═════ Data supplied
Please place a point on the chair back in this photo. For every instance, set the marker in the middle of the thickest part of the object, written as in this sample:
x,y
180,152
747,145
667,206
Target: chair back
══════════
Return every line above exactly.

Task solution –
Please place a point on the chair back in this photo. For every instance, set the marker in the middle of the thickest part of the object, written as in this sample:
x,y
180,152
747,145
667,206
Target: chair back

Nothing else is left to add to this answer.